### What this task involves
Please convert the listing below into a JSON list of strings, one string per line, leaving out any blank lines.

◇ ◇ ◇

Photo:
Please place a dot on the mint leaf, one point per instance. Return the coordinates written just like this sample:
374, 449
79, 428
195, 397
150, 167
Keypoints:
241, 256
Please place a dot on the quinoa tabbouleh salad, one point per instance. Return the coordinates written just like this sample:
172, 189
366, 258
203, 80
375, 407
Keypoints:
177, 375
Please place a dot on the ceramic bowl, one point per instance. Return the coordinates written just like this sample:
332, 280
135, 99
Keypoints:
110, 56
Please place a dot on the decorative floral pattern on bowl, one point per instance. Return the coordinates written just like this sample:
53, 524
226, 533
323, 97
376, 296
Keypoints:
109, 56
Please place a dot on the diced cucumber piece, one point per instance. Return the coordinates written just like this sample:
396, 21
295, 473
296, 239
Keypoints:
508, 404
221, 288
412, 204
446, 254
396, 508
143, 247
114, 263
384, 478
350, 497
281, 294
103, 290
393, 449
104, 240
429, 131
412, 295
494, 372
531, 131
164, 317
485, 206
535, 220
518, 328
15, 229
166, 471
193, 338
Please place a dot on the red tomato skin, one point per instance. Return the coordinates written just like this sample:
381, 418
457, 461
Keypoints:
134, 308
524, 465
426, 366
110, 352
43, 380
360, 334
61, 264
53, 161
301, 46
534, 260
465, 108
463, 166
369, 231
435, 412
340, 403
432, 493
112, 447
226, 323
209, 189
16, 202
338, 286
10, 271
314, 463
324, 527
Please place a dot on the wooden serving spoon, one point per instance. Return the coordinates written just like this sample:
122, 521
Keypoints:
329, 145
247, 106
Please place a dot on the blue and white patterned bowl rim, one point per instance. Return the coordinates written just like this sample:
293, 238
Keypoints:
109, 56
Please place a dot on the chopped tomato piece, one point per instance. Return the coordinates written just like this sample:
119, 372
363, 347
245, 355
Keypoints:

◇ ◇ ◇

### Answer below
[
  "Photo:",
  "Please place a dot on the mint leaf, one point per instance. Return the coordinates written just like this sample:",
  "374, 449",
  "79, 428",
  "195, 397",
  "150, 167",
  "Keypoints:",
  "241, 256",
  "Please place a dot on the quinoa tabbouleh salad, one point per instance. Return the coordinates written just like this sample:",
  "172, 189",
  "366, 258",
  "203, 80",
  "375, 407",
  "Keypoints:",
  "177, 375",
  "Please place a dot on the ceramic bowl, one point per instance. Return the coordinates written just like this sample:",
  "332, 280",
  "135, 99",
  "Keypoints:",
  "110, 56",
  "Please place a dot on the decorative floral pattern on bowl, one point per instance. Return the coordinates written just like this sample:",
  "53, 524",
  "226, 533",
  "323, 97",
  "376, 296",
  "Keypoints:",
  "109, 56",
  "Please place a dot on the diced cucumber piece, one point per instance. Return the coordinates written just like this sample:",
  "396, 21",
  "295, 473",
  "296, 239",
  "Keypoints:",
  "508, 404",
  "221, 288",
  "412, 204",
  "446, 254",
  "396, 508",
  "143, 247",
  "114, 263",
  "384, 478",
  "350, 497",
  "281, 294",
  "103, 290",
  "393, 449",
  "104, 240",
  "429, 131",
  "412, 295",
  "494, 372",
  "531, 131",
  "164, 317",
  "485, 206",
  "535, 220",
  "518, 328",
  "15, 229",
  "166, 471",
  "193, 338",
  "Please place a dot on the red tomato skin, one point per instance. Return the coordinates written just like this sample:",
  "381, 418",
  "457, 461",
  "Keypoints:",
  "134, 308",
  "524, 465",
  "426, 366",
  "110, 352",
  "43, 380",
  "360, 334",
  "61, 264",
  "53, 161",
  "301, 46",
  "534, 260",
  "465, 108",
  "463, 166",
  "369, 231",
  "435, 412",
  "340, 403",
  "432, 493",
  "112, 447",
  "226, 323",
  "209, 189",
  "16, 202",
  "338, 286",
  "10, 271",
  "314, 463",
  "324, 527",
  "Please place a dot on the wooden serving spoon, one point per instance. Return the coordinates written just like this sample:",
  "122, 521",
  "Keypoints:",
  "329, 145",
  "247, 106",
  "Please place a dot on the blue and white patterned bowl rim, one point per instance. Return the coordinates written just like this sample:",
  "293, 238",
  "Keypoints:",
  "109, 56",
  "Please place a dot on the chopped tomato piece, one point per instance. Return the coordinates written just like this sample:",
  "119, 372",
  "363, 347",
  "245, 355",
  "Keypoints:"
]